▶ _EXCERPTED RECORDS_

%%

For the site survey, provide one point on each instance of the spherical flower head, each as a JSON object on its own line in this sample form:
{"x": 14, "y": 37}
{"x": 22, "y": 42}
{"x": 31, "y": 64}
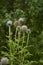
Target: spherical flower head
{"x": 28, "y": 31}
{"x": 24, "y": 28}
{"x": 16, "y": 23}
{"x": 21, "y": 20}
{"x": 18, "y": 28}
{"x": 4, "y": 60}
{"x": 9, "y": 23}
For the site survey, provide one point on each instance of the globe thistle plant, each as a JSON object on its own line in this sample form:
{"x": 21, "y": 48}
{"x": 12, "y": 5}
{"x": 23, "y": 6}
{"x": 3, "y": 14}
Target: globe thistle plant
{"x": 17, "y": 23}
{"x": 18, "y": 28}
{"x": 4, "y": 60}
{"x": 9, "y": 23}
{"x": 24, "y": 28}
{"x": 21, "y": 20}
{"x": 28, "y": 32}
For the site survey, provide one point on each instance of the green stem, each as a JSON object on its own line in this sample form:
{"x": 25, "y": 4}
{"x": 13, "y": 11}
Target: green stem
{"x": 27, "y": 39}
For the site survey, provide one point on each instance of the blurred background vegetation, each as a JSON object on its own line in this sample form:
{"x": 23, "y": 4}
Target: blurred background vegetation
{"x": 32, "y": 11}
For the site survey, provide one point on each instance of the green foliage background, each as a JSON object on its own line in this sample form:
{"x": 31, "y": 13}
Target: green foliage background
{"x": 32, "y": 11}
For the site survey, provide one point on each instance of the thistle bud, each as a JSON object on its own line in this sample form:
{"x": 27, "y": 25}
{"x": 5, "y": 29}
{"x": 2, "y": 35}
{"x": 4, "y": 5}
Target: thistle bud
{"x": 21, "y": 20}
{"x": 9, "y": 23}
{"x": 18, "y": 28}
{"x": 16, "y": 23}
{"x": 24, "y": 28}
{"x": 4, "y": 60}
{"x": 28, "y": 31}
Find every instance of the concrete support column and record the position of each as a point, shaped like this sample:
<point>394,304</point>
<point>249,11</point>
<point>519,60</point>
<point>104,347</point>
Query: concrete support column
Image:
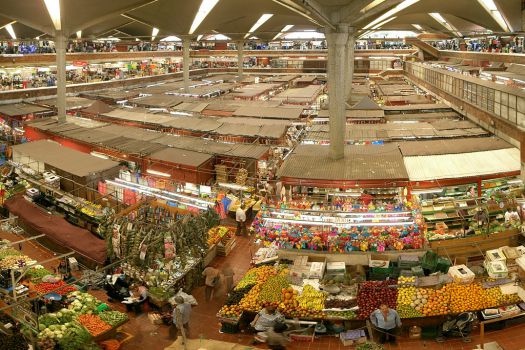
<point>336,41</point>
<point>186,63</point>
<point>60,47</point>
<point>240,57</point>
<point>350,44</point>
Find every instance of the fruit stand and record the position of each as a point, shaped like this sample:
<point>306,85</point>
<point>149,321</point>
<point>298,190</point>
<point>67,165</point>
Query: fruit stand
<point>165,249</point>
<point>338,231</point>
<point>328,291</point>
<point>85,320</point>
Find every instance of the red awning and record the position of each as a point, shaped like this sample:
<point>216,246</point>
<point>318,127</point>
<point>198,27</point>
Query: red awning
<point>58,229</point>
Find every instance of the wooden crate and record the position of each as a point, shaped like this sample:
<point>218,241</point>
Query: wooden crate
<point>224,250</point>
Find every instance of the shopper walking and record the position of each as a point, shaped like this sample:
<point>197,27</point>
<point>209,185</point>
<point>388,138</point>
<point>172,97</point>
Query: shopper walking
<point>240,217</point>
<point>228,274</point>
<point>212,278</point>
<point>181,319</point>
<point>276,340</point>
<point>386,321</point>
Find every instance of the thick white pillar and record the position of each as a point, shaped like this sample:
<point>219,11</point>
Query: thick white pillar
<point>240,57</point>
<point>350,44</point>
<point>336,41</point>
<point>60,47</point>
<point>186,64</point>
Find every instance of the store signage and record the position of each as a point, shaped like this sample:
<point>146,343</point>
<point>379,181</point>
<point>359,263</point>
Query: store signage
<point>80,63</point>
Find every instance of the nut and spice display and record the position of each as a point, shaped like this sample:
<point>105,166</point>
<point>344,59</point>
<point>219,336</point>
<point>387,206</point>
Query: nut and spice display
<point>379,227</point>
<point>165,246</point>
<point>220,234</point>
<point>78,324</point>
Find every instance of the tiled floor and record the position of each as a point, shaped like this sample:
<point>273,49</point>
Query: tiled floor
<point>204,323</point>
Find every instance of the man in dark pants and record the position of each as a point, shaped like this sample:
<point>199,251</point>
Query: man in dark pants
<point>386,320</point>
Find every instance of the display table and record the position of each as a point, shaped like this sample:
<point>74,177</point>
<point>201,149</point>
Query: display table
<point>474,245</point>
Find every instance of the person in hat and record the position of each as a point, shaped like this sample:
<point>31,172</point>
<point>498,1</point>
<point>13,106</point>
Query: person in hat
<point>181,318</point>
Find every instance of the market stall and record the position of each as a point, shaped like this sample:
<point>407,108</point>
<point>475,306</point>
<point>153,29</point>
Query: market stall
<point>342,296</point>
<point>165,246</point>
<point>59,233</point>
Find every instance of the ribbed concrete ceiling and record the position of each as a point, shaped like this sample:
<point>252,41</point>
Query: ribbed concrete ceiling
<point>136,18</point>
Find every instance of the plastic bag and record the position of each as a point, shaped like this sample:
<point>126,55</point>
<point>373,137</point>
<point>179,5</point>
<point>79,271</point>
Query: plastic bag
<point>188,298</point>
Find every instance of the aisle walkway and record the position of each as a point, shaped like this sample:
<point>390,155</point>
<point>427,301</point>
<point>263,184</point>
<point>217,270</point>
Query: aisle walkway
<point>204,324</point>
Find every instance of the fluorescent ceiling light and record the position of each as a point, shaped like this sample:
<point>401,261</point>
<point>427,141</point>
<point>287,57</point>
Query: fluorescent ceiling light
<point>53,8</point>
<point>204,10</point>
<point>371,5</point>
<point>437,16</point>
<point>287,28</point>
<point>154,33</point>
<point>391,12</point>
<point>171,38</point>
<point>259,23</point>
<point>10,30</point>
<point>159,173</point>
<point>383,23</point>
<point>492,9</point>
<point>99,155</point>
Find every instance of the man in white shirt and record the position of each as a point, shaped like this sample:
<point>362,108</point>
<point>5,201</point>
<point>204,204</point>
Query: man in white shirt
<point>240,217</point>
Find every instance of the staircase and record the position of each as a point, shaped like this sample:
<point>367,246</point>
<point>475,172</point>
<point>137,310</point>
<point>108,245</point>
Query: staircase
<point>428,50</point>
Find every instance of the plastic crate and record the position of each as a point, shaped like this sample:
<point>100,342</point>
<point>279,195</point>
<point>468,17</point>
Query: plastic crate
<point>407,260</point>
<point>443,264</point>
<point>429,261</point>
<point>406,273</point>
<point>417,271</point>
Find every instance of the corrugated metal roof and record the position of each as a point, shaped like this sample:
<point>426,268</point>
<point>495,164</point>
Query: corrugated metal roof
<point>16,109</point>
<point>377,162</point>
<point>269,112</point>
<point>157,100</point>
<point>463,145</point>
<point>448,166</point>
<point>64,158</point>
<point>181,156</point>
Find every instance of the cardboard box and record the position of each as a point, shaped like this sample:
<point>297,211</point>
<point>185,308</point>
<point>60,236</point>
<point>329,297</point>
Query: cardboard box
<point>496,255</point>
<point>378,261</point>
<point>461,274</point>
<point>335,267</point>
<point>317,270</point>
<point>352,337</point>
<point>300,260</point>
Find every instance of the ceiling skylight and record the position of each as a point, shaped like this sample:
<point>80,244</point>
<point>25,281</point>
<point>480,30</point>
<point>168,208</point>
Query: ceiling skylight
<point>390,13</point>
<point>383,23</point>
<point>204,10</point>
<point>10,30</point>
<point>285,29</point>
<point>439,18</point>
<point>492,9</point>
<point>53,8</point>
<point>259,23</point>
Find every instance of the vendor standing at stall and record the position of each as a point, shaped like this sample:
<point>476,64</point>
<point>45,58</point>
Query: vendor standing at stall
<point>386,321</point>
<point>240,217</point>
<point>63,270</point>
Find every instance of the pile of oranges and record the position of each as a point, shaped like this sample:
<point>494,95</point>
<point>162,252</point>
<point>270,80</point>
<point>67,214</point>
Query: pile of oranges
<point>437,302</point>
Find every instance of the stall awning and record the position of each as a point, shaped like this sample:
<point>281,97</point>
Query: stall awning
<point>453,166</point>
<point>361,163</point>
<point>58,229</point>
<point>63,158</point>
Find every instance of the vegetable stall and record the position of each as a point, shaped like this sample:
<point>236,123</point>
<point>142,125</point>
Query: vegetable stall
<point>163,247</point>
<point>339,296</point>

%%

▶ _INSTRUCTIONS FOR THE TASK_
The expected output is the lines above from the one containing "of the thistle" to the one containing "<point>67,165</point>", both ends included, reproduced exactly with every picture left out.

▶ _ANSWER FOR THIS EXERCISE_
For the site survey, provide one point on each instance of the thistle bud, each as a JSON object on its own line in this sample form:
{"x": 27, "y": 25}
{"x": 5, "y": 29}
{"x": 2, "y": 35}
{"x": 4, "y": 5}
Target: thistle bud
{"x": 21, "y": 20}
{"x": 9, "y": 23}
{"x": 18, "y": 28}
{"x": 16, "y": 23}
{"x": 24, "y": 28}
{"x": 4, "y": 60}
{"x": 28, "y": 31}
Find every instance of the concrete support column and record the position of each as a point, shaped like this sample:
<point>394,304</point>
<point>249,11</point>
<point>519,60</point>
<point>104,347</point>
Query: concrete support column
Image:
<point>336,41</point>
<point>186,63</point>
<point>60,47</point>
<point>240,57</point>
<point>350,44</point>
Find every instance of the fruit stand and record the position of each as a point, shaped like this sample:
<point>306,85</point>
<point>149,321</point>
<point>298,190</point>
<point>67,165</point>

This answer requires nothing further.